(Record excerpts Opens)

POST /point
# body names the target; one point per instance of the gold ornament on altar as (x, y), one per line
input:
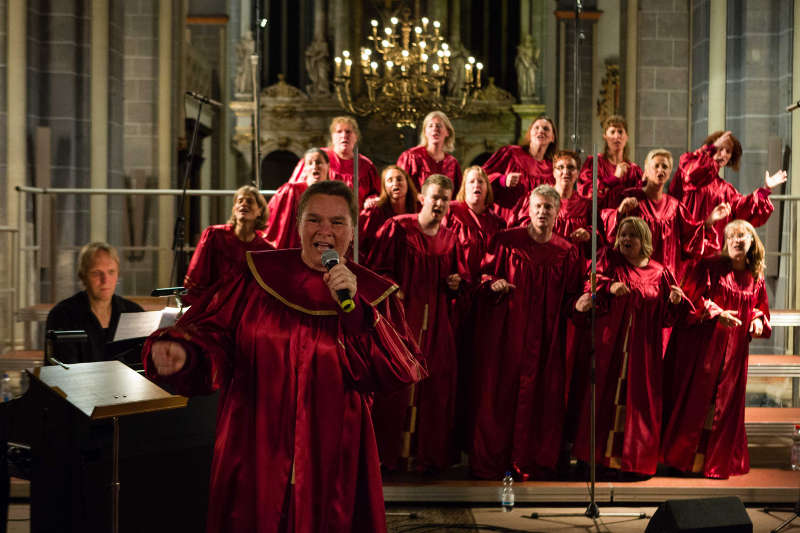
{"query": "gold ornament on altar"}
(405, 72)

(Record excerpts Closes)

__Task to carry out__: The answer must consist solely of the lines from the line containing "# body names" to the end of the data, reproduced exactly, with every picture left out.

__Solution for this exercise__:
# body names the target; one point per instance of the gold ornament on altar as (x, y), one per line
input:
{"query": "gold ornament on altar"}
(405, 72)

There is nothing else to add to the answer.